- TASK INPUTS
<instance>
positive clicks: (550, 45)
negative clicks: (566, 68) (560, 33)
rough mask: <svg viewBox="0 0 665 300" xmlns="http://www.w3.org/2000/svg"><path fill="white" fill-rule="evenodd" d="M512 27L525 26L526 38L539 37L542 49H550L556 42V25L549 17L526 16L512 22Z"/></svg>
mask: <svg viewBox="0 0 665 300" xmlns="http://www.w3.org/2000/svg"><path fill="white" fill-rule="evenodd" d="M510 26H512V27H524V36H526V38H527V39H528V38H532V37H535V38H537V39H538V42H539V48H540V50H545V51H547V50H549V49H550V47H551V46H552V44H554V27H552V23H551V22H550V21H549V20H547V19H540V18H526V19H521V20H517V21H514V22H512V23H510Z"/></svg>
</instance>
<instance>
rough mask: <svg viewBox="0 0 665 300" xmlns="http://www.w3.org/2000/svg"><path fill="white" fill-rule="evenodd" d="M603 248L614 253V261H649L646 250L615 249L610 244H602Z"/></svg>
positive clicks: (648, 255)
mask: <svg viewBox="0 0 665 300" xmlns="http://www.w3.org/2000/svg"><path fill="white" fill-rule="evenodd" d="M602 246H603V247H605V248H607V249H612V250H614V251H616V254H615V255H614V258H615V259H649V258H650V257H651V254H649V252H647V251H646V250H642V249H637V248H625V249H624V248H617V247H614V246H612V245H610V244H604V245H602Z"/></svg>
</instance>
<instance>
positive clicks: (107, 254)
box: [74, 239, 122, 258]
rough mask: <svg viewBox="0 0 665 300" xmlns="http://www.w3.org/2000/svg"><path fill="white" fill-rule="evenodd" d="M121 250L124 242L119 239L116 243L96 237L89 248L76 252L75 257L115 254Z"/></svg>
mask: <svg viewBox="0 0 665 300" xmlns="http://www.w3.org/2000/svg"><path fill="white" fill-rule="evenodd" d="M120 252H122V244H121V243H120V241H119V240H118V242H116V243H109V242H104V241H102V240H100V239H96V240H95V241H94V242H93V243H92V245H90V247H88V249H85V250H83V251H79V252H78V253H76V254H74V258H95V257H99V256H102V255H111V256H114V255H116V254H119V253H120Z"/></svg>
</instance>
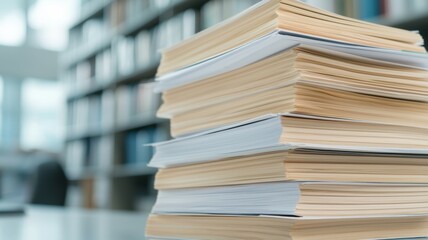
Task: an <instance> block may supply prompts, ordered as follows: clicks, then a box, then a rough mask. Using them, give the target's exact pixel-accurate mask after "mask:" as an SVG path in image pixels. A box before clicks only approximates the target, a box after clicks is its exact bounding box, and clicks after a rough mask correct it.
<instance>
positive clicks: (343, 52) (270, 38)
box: [155, 31, 428, 92]
mask: <svg viewBox="0 0 428 240" xmlns="http://www.w3.org/2000/svg"><path fill="white" fill-rule="evenodd" d="M301 45H302V46H311V47H318V48H322V49H324V50H331V51H336V52H341V53H346V54H352V55H355V56H359V57H364V58H369V59H372V60H379V61H384V62H389V63H394V64H396V65H397V66H400V65H401V66H406V67H413V68H422V69H428V54H422V53H412V52H404V51H395V50H389V49H381V48H374V47H366V46H360V45H355V44H348V43H345V42H339V41H333V40H329V39H326V38H319V37H315V36H310V35H302V34H298V33H293V32H285V31H275V32H272V33H270V34H268V35H266V36H264V37H262V38H259V39H257V40H255V41H252V42H250V43H248V44H245V45H243V46H240V47H237V48H235V49H232V50H230V51H228V52H225V53H222V54H220V55H218V56H215V57H212V58H209V59H207V60H205V61H202V62H199V63H197V64H194V65H192V66H190V67H187V68H184V69H181V70H178V71H175V72H172V73H169V74H166V75H162V76H160V77H158V78H156V81H157V82H158V84H157V86H156V88H155V91H158V92H164V91H167V90H169V89H173V88H176V87H179V86H183V85H186V84H189V83H193V82H196V81H200V80H203V79H206V78H209V77H213V76H216V75H220V74H222V73H226V72H229V71H232V70H235V69H238V68H241V67H244V66H246V65H249V64H252V63H255V62H257V61H260V60H262V59H264V58H267V57H269V56H272V55H274V54H277V53H279V52H282V51H285V50H287V49H290V48H294V47H297V46H301Z"/></svg>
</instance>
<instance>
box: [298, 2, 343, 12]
mask: <svg viewBox="0 0 428 240" xmlns="http://www.w3.org/2000/svg"><path fill="white" fill-rule="evenodd" d="M302 2H304V3H307V4H309V5H311V6H313V7H316V8H320V9H323V10H326V11H329V12H337V11H336V4H337V3H336V1H335V0H302Z"/></svg>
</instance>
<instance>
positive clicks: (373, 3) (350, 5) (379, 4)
mask: <svg viewBox="0 0 428 240" xmlns="http://www.w3.org/2000/svg"><path fill="white" fill-rule="evenodd" d="M303 1H304V2H306V3H308V4H310V5H312V6H315V7H319V8H321V9H325V10H327V11H330V12H336V13H339V14H342V15H345V16H349V17H353V18H359V19H365V20H373V19H376V18H378V17H384V18H397V17H399V18H400V17H408V13H409V12H412V13H424V12H427V13H428V1H426V0H412V1H408V0H350V1H343V0H322V1H319V0H303Z"/></svg>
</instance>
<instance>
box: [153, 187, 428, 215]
mask: <svg viewBox="0 0 428 240" xmlns="http://www.w3.org/2000/svg"><path fill="white" fill-rule="evenodd" d="M153 213H156V214H226V215H233V214H242V215H281V216H301V217H344V216H349V217H351V216H379V215H399V214H409V215H419V214H428V184H417V185H410V184H378V183H344V182H328V183H321V182H290V181H289V182H271V183H256V184H243V185H233V186H218V187H202V188H184V189H168V190H161V191H159V193H158V198H157V200H156V204H155V205H154V207H153Z"/></svg>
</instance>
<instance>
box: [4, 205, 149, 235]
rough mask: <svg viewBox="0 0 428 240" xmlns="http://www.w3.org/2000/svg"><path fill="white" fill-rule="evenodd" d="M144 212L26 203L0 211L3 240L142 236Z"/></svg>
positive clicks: (144, 225)
mask: <svg viewBox="0 0 428 240" xmlns="http://www.w3.org/2000/svg"><path fill="white" fill-rule="evenodd" d="M146 218H147V214H143V213H131V212H119V211H107V210H97V211H94V210H91V211H89V210H84V209H75V208H54V207H38V206H29V207H27V208H26V212H25V214H23V215H15V216H14V215H0V239H2V240H3V239H4V240H137V239H138V240H143V239H144V227H145V224H146Z"/></svg>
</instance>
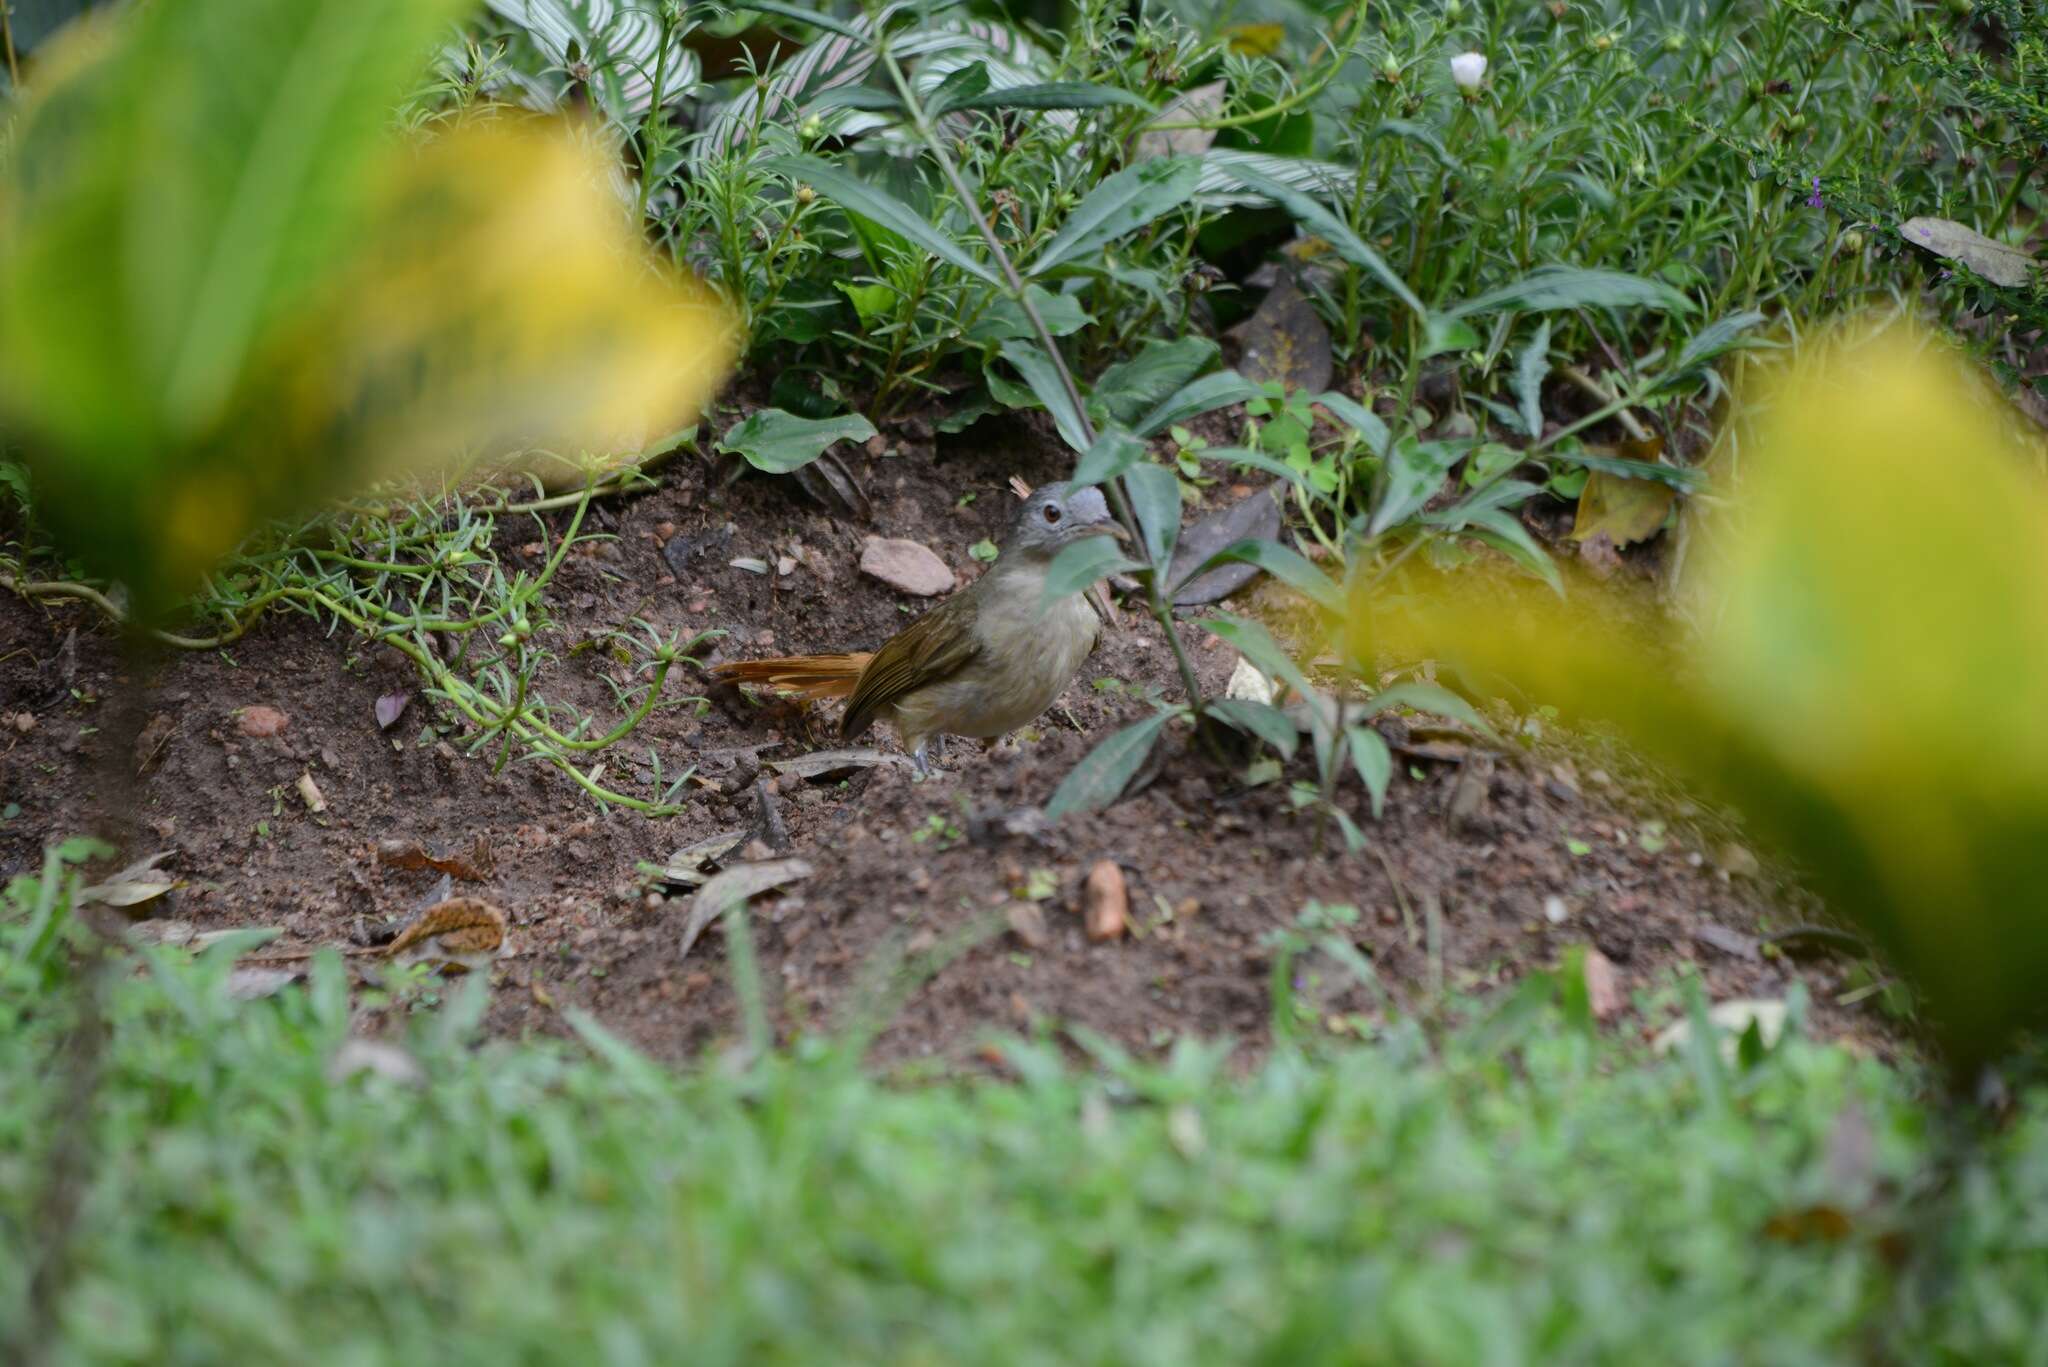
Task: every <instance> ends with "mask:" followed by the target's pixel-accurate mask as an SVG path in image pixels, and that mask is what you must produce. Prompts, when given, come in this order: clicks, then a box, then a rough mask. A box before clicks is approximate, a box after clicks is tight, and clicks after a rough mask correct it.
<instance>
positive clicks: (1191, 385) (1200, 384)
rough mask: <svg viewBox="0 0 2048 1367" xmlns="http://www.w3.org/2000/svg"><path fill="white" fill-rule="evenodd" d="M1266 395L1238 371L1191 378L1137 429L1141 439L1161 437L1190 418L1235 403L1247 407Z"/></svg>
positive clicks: (1177, 390)
mask: <svg viewBox="0 0 2048 1367" xmlns="http://www.w3.org/2000/svg"><path fill="white" fill-rule="evenodd" d="M1262 393H1264V389H1260V387H1257V385H1255V383H1251V381H1249V379H1245V377H1243V375H1239V373H1237V371H1217V373H1214V375H1202V377H1200V379H1190V381H1188V383H1186V385H1182V387H1180V389H1176V391H1174V393H1169V396H1167V398H1163V400H1159V406H1157V408H1153V410H1151V412H1149V414H1145V416H1143V418H1139V422H1137V426H1135V428H1133V430H1135V432H1137V434H1139V437H1157V434H1159V432H1163V430H1167V428H1169V426H1174V424H1176V422H1186V420H1188V418H1198V416H1202V414H1204V412H1212V410H1217V408H1227V406H1231V404H1243V402H1245V400H1255V398H1260V396H1262Z"/></svg>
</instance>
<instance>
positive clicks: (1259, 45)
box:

- EXERCISE REQUIREMENTS
Leave out the images and write out the lines above exactly, from the one with "positive clicks: (107, 254)" up to and including the one with "positive clicks: (343, 52) (270, 38)".

- OUTPUT FOR THIS TASK
positive clicks: (107, 254)
box: [74, 239, 122, 258]
rough mask: <svg viewBox="0 0 665 300" xmlns="http://www.w3.org/2000/svg"><path fill="white" fill-rule="evenodd" d="M121 250L124 242L119 239L116 243L96 237L89 248L76 252L75 257L115 254Z"/></svg>
mask: <svg viewBox="0 0 665 300" xmlns="http://www.w3.org/2000/svg"><path fill="white" fill-rule="evenodd" d="M120 252H122V244H121V243H120V241H119V240H118V242H116V243H109V242H104V241H102V240H100V239H96V240H95V241H94V242H93V243H92V245H90V247H88V249H85V250H83V251H79V252H78V253H76V254H74V258H95V257H99V256H102V255H111V256H114V255H116V254H119V253H120Z"/></svg>
</instance>
Task: an <instance> block may supply prompts, ordered as follows: clicks, then a box, then a rough mask. Using them, give the target's exact pixel-accurate mask after "mask:" as an SVG path in image pixels. A box before clicks only approximates the target, a box after clicks is its exact bounding box, and clicks after a rough mask correct it.
<instance>
positive clicks: (343, 52) (270, 38)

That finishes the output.